[Source data]
▬▬▬

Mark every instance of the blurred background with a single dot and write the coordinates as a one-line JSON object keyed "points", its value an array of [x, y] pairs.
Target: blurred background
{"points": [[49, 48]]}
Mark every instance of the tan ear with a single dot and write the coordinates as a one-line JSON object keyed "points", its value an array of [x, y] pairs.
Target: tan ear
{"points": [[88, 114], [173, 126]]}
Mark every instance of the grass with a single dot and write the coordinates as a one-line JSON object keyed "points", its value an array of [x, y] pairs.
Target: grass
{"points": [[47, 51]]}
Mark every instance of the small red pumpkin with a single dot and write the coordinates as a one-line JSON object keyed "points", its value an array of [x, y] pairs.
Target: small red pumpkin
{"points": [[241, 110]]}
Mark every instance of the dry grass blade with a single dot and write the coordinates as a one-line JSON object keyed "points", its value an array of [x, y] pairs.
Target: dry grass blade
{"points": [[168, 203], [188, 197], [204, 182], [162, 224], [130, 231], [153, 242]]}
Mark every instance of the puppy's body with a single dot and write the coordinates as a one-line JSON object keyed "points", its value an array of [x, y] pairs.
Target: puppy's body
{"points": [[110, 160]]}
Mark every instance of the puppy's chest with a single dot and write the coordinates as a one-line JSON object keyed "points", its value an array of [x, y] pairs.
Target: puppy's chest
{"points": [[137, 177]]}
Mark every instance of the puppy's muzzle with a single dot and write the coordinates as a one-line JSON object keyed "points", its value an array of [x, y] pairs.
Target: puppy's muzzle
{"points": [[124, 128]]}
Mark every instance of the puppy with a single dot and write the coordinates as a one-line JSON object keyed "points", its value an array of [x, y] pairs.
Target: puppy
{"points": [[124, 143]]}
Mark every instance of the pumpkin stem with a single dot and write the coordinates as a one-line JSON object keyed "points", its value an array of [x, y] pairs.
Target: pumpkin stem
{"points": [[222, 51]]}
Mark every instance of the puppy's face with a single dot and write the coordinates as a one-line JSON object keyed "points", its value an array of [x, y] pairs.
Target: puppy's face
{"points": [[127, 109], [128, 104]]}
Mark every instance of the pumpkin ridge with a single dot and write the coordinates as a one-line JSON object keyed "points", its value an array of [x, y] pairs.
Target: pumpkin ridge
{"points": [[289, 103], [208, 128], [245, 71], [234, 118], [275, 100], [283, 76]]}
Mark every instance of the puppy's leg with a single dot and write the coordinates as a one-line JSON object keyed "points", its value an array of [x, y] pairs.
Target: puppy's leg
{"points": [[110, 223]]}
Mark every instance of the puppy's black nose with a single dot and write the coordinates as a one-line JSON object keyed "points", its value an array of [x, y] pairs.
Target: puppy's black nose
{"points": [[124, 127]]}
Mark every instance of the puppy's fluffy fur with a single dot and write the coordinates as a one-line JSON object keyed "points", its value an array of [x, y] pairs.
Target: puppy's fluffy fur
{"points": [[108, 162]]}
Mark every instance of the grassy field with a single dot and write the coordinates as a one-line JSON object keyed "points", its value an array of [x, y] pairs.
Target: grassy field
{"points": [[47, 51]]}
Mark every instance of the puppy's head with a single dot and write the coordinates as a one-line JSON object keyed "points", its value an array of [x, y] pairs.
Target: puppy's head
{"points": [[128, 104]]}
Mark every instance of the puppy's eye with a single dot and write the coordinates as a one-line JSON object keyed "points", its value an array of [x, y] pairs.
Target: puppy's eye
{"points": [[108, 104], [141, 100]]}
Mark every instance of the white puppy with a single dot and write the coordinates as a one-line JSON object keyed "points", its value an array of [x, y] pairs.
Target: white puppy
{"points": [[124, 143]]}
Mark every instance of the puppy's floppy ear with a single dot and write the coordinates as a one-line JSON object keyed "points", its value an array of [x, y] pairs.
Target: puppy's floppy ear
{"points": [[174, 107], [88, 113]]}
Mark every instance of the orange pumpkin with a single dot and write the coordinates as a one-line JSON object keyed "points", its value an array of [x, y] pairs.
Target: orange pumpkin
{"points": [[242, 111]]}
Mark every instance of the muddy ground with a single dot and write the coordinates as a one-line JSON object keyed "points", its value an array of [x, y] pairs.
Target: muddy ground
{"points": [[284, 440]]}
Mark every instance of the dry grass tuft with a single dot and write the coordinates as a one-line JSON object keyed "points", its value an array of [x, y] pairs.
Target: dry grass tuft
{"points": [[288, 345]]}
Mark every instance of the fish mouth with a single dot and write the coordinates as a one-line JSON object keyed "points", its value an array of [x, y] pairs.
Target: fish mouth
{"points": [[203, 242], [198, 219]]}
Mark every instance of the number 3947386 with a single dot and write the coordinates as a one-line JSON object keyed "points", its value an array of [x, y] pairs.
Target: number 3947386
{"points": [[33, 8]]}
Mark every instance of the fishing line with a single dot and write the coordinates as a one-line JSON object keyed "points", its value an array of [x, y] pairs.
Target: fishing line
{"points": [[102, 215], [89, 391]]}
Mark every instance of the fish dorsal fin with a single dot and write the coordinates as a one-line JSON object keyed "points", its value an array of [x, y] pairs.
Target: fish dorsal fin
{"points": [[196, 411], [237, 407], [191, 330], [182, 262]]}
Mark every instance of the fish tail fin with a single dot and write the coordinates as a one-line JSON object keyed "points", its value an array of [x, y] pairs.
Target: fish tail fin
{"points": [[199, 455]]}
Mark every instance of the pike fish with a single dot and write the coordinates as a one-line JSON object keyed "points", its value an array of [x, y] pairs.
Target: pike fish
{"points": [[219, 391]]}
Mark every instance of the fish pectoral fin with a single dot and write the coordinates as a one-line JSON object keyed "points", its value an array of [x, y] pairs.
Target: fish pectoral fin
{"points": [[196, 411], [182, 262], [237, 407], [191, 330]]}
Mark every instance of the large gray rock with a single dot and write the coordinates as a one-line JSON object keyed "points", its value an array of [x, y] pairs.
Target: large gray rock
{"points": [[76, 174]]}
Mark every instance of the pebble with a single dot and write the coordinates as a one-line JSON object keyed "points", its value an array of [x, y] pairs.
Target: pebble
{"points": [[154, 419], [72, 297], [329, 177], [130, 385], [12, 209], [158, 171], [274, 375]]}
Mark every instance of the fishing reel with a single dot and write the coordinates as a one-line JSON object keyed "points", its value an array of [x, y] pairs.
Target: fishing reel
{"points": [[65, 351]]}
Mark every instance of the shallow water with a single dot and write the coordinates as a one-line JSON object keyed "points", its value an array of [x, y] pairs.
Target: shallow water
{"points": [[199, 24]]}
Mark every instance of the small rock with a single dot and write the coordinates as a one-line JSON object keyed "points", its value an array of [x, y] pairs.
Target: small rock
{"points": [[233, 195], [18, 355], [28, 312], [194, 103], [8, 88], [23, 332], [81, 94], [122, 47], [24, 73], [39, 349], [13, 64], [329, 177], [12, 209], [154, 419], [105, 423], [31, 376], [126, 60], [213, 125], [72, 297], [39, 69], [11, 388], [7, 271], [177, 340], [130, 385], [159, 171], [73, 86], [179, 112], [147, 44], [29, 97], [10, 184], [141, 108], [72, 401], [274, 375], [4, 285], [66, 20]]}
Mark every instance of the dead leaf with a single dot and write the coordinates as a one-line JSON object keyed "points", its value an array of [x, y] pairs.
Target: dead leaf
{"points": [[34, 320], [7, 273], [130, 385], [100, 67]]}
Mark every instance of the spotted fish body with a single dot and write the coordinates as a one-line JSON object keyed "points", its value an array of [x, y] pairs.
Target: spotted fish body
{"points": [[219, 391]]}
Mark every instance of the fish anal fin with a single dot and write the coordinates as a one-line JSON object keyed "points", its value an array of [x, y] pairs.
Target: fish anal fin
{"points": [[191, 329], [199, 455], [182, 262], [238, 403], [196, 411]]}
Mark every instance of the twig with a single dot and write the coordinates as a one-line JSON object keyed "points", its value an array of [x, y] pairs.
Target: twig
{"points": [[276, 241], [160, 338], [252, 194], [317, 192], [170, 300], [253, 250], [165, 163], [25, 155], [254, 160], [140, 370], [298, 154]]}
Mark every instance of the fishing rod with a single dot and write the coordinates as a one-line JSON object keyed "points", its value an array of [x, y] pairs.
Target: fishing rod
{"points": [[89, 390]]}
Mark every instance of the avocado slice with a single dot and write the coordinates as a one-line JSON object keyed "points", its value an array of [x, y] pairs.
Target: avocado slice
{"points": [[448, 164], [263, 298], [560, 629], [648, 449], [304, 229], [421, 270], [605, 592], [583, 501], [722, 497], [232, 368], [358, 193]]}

▬▬▬

## Task instructions
The required answer is the run of lines above, starting at the line with "Target: shallow water" and ending at the line with "Mark every instance of the twig", reproduced exactly with both ends.

## Answer for the task
Target: shallow water
{"points": [[199, 24]]}
Mark every instance of the small rock with a single dot and write the coordinates as a one-line JSON object keyed "points", its value an array of [x, y] pairs.
Target: small rock
{"points": [[233, 195], [18, 355], [28, 312], [194, 103], [8, 88], [23, 332], [81, 94], [122, 47], [24, 73], [39, 349], [13, 64], [329, 177], [12, 209], [154, 419], [105, 423], [31, 376], [126, 60], [213, 125], [72, 297], [39, 69], [11, 388], [7, 271], [177, 340], [130, 385], [159, 171], [73, 86], [179, 112], [147, 44], [29, 97], [10, 184], [141, 108], [72, 401], [274, 375], [4, 285], [66, 20]]}
Mark every instance of the dead leaf with a single dot and write the coordinates as a one-line JSON object keyed "points", its value an array of [x, y] pairs.
Target: dead leaf
{"points": [[34, 320], [7, 273], [130, 385], [100, 67]]}
Mark every instance of the spotted fish body with a single dot and write the coordinates as a one-line JSON object keyed "points", its value an array of [x, y] pairs.
Target: spotted fish body
{"points": [[219, 391]]}
Mark every instance of the fish anal fin with a single dot and write the coordinates as a one-line JSON object keyed "points", its value an array of [x, y] pairs.
Target: fish anal fin
{"points": [[191, 329], [199, 455], [182, 262], [238, 403], [196, 411]]}
Mark every instance of the twig with a single dot and write the coordinates as a one-line JSON object keyed "points", its value an array of [x, y] pairs.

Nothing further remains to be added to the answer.